**TEKST STRONY:**
* * *

W środowisku zwłaszcza młodzieżowym nastawienie miało charakter patriotyczny, przygotowanie i podjęcie walki z Niemcami. Na temat celowości Powstania właściwie takich dyskusji sobie specjalnie nie przypominam. Były prowadzone może w innym środowisku, może przez ludzi starszych, bardziej mających ugruntowane poglądy i rozpoznanie sytuacji politycznej, wojskowej. Zróżnicowanie poglądów było znaczne, natomiast ogół ludności był jednak za Powstaniem. Uważał, że podjęcie walki jest konieczne. Tym bardziej że przecież Niemcy stosowali ostre represje, łapanki, egzekucje grupowe na ulicach. To były rzeczy porażające i to wpływało na determinację ludności Warszawy i nawet w szerszej skali. Tą samą opinię później mógłbym potwierdzić pewnymi spostrzeżeniami, przeżyciami już w czasie Powstania. To jest rzecz dla mnie jednoznaczna.

  • Pamięta pan sam moment wybuchu Powstania? Kiedy się pan dowiedział o tym, że Powstanie już się zaczyna?

Wybuch Powstania nie był jakąś niespodzianką w tym sensie, że Narodowa Organizacja Wojskowa podporządkowała się dowództwu Armii Krajowej. Byliśmy rozlokowani na wyznaczonych punktach zbornych, punktach oczekiwania na godzinę „W”, z odpowiednim wyprzedzeniem.

  • Pamięta pan, w którym miejscu był pana punkt zborny?

* * *

**PREZENTOWANE DANE:**
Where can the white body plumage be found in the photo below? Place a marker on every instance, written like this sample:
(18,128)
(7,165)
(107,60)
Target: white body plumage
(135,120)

* * *

**POLECENIE A:**
Powtórz dokładnie fragment tekstu strony, który otwierają słowa zawierające „W środowisku zwłaszcza”, a zamykają słowa „dla mnie jednoznaczna.”.
**POLECENIE B:**
Czyjemu dowództwu podporządkowała się Narodowa Organizacja Wojskowa według tekstu strony?
**POLECENIE C:**
Oceń, czy poniższe stwierdzenia są zgodne z tekstem strony. Przy każdym odpowiedz „tak” lub „nie” i przytocz rozstrzygające słowa tekstu.
(i) Ogół ludności był przeciwny Powstaniu.
(ii) Niemcy przeprowadzali łapanki i egzekucje grupowe na ulicach.
(iii) Wybuch Powstania był zupełnym zaskoczeniem.

**PEŁNA ODPOWIEDŹ A:**
W środowisku zwłaszcza młodzieżowym nastawienie miało charakter patriotyczny, przygotowanie i podjęcie walki z Niemcami. Na temat celowości Powstania właściwie takich dyskusji sobie specjalnie nie przypominam. Były prowadzone może w innym środowisku, może przez ludzi starszych, bardziej mających ugruntowane poglądy i rozpoznanie sytuacji politycznej, wojskowej. Zróżnicowanie poglądów było znaczne, natomiast ogół ludności był jednak za Powstaniem. Uważał, że podjęcie walki jest konieczne. Tym bardziej że przecież Niemcy stosowali ostre represje, łapanki, egzekucje grupowe na ulicach. To były rzeczy porażające i to wpływało na determinację ludności Warszawy i nawet w szerszej skali. Tą samą opinię później mógłbym potwierdzić pewnymi spostrzeżeniami, przeżyciami już w czasie Powstania. To jest rzecz dla mnie jednoznaczna.

**PEŁNA ODPOWIEDŹ B:**
Dowództwu Armii Krajowej.

**PEŁNA ODPOWIEDŹ C:**
(i) Nie: „ogół ludności był jednak za Powstaniem”.
(ii) Tak: „Niemcy stosowali ostre represje, łapanki, egzekucje grupowe na ulicach”.
(iii) Nie: „Wybuch Powstania nie był jakąś niespodzianką”.